Records of labeled points
====

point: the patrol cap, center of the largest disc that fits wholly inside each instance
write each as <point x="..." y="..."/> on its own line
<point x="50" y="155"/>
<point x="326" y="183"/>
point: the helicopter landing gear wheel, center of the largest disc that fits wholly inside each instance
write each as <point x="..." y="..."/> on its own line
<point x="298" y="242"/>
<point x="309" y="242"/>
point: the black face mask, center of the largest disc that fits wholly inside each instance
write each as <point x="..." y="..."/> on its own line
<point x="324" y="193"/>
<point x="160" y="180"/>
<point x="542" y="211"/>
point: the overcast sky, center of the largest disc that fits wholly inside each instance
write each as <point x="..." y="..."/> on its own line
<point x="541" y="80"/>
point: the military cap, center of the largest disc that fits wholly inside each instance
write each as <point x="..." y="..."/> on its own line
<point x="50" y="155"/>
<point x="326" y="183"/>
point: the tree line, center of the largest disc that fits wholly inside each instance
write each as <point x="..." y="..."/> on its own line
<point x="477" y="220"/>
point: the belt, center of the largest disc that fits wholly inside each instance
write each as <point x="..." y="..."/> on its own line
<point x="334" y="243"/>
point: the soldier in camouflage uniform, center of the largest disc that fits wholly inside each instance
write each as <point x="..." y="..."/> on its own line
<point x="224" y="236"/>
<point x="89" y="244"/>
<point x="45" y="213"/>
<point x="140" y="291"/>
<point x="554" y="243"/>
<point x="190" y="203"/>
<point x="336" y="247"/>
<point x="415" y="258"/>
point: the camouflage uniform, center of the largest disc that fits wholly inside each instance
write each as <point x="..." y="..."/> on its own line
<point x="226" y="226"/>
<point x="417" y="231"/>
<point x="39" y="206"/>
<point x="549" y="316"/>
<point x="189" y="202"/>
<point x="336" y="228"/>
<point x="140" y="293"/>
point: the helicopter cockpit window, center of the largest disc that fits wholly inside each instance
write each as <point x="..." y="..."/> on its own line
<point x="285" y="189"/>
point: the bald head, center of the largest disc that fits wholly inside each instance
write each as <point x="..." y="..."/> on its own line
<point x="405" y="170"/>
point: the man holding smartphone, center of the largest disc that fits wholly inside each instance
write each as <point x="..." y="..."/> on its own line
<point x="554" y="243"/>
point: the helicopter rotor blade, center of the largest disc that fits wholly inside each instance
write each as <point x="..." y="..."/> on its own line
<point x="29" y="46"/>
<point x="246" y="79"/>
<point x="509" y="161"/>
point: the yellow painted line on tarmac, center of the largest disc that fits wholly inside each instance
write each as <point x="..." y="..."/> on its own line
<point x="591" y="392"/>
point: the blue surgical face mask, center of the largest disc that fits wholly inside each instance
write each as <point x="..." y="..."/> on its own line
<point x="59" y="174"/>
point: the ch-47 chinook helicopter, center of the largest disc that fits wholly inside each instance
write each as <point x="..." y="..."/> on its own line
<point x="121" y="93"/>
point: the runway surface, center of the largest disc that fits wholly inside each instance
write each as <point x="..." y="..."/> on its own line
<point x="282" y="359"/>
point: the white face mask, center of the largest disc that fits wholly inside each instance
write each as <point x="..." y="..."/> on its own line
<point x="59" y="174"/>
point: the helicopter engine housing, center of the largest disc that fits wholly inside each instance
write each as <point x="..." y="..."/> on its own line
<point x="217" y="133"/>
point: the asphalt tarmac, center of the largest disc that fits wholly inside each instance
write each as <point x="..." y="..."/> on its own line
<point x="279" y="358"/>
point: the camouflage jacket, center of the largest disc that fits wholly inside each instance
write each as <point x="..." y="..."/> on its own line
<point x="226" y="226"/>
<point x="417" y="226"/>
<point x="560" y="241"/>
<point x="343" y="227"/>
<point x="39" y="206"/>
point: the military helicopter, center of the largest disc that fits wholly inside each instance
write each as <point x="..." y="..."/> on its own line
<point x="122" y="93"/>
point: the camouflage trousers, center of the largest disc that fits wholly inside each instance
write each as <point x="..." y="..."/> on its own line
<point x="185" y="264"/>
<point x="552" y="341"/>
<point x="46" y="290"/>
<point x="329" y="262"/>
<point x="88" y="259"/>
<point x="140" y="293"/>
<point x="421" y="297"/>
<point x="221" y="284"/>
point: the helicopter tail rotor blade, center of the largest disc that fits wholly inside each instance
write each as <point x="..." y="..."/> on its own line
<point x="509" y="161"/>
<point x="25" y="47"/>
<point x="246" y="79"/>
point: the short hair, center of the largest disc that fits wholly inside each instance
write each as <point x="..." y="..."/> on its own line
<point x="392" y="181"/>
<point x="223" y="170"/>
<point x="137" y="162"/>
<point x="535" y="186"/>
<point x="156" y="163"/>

====

- [Task brief]
Copy every line verbatim.

- [Result]
point: the patrol cap, center of the largest disc that fits wholly inside each instance
write each as <point x="..." y="..."/> on its own line
<point x="50" y="155"/>
<point x="326" y="183"/>
point: the helicopter landing gear wheel, center of the largest disc that fits wholly inside each instance
write each as <point x="..." y="..."/> on its own line
<point x="298" y="242"/>
<point x="309" y="242"/>
point: the black face mask, center of the largest disc that fits wholly inside each instance
write each as <point x="..." y="..."/> on its own line
<point x="324" y="193"/>
<point x="160" y="180"/>
<point x="542" y="211"/>
point: the overcast sky, center of the largest disc that fits wholly inside each instance
write each as <point x="..." y="..."/> on its own line
<point x="541" y="80"/>
point: the military cap, center of the largest disc that fits wholly inside each instance
write each as <point x="..." y="..."/> on its own line
<point x="50" y="155"/>
<point x="326" y="183"/>
point: the tree line, center of the largest disc that fits wholly inside each instance
write each as <point x="..." y="..."/> on its own line
<point x="477" y="220"/>
point: the belt, center of the largest disc that fits wholly inside each instance
write each as <point x="..." y="..."/> on its own line
<point x="334" y="243"/>
point: the soldier in camouflage uniform, center of the largest disc that fits wholly inside each instance
write each as <point x="..." y="..."/> on its own line
<point x="224" y="236"/>
<point x="89" y="244"/>
<point x="45" y="213"/>
<point x="140" y="291"/>
<point x="554" y="243"/>
<point x="190" y="203"/>
<point x="336" y="247"/>
<point x="415" y="258"/>
point: the camouflage uniform, center of the largest disc that fits wholly inside each instance
write each as <point x="..." y="..."/> on its own line
<point x="226" y="226"/>
<point x="417" y="231"/>
<point x="39" y="206"/>
<point x="549" y="316"/>
<point x="189" y="202"/>
<point x="336" y="228"/>
<point x="140" y="293"/>
point: the helicopter cockpit window, center of the largest disc that fits wholly inside each instance
write each as <point x="..." y="..."/> on its own line
<point x="285" y="189"/>
point: the bald head, center of the largest disc that fits wholly inside each instance
write each as <point x="..." y="..."/> on its own line
<point x="405" y="170"/>
point: the man holding smartphone, center of the largest disc that fits wholly inside each instance
write each as <point x="..." y="..."/> on its own line
<point x="554" y="243"/>
point: the helicopter rotor blade, center of the largest disc that fits wholly inside each instance
write each as <point x="..." y="..."/> on its own line
<point x="29" y="46"/>
<point x="246" y="79"/>
<point x="509" y="161"/>
point: the yellow painted line on tarmac, center of the largest disc that fits wholly inside each instance
write each as <point x="..." y="..."/> on its own line
<point x="591" y="392"/>
point: the blue surgical face mask, center of the largest disc that fits wholly inside each instance
write each as <point x="..." y="..."/> on its own line
<point x="59" y="174"/>
point: the ch-47 chinook helicopter, center of the largest disc that fits wholly inside each instance
write each as <point x="..." y="..."/> on its own line
<point x="121" y="93"/>
point: the runway surface, center of the largest disc that fits wholly inside each instance
write each as <point x="..." y="..."/> on its own line
<point x="282" y="359"/>
point: the white face mask, center of the largest disc that fits wholly inside each instance
write each as <point x="..." y="..."/> on its own line
<point x="59" y="174"/>
point: the helicopter engine housing, center of the largest disc that fits wholly inside each instance
write each as <point x="..." y="..."/> on its own line
<point x="217" y="133"/>
point: the asphalt tarmac, center of the largest disc that fits wholly inside each instance
write each as <point x="..." y="..."/> on its own line
<point x="279" y="358"/>
point: the camouflage jacket, center of the largest disc that fits wholly inside each instance
write each as <point x="..." y="..."/> on its own line
<point x="226" y="226"/>
<point x="417" y="226"/>
<point x="560" y="241"/>
<point x="343" y="227"/>
<point x="39" y="206"/>
point: the military helicopter, center of the largest disc that fits wholly inside each instance
write each as <point x="..." y="..."/> on its own line
<point x="122" y="93"/>
point: the camouflage trousers, center of the largest disc that fits wholly inside each instance
write each as <point x="..." y="..."/> on its own line
<point x="185" y="264"/>
<point x="552" y="341"/>
<point x="46" y="290"/>
<point x="329" y="262"/>
<point x="88" y="259"/>
<point x="140" y="293"/>
<point x="421" y="297"/>
<point x="221" y="284"/>
point: the helicopter tail rotor blade, center of the largest disc that fits wholly inside each instance
write each as <point x="..." y="..."/> on its own line
<point x="509" y="161"/>
<point x="25" y="47"/>
<point x="246" y="79"/>
point: the short hair, center of the largest disc that fits wholly inside each instance
write each as <point x="..." y="..."/> on its own line
<point x="392" y="181"/>
<point x="223" y="170"/>
<point x="137" y="162"/>
<point x="535" y="186"/>
<point x="156" y="163"/>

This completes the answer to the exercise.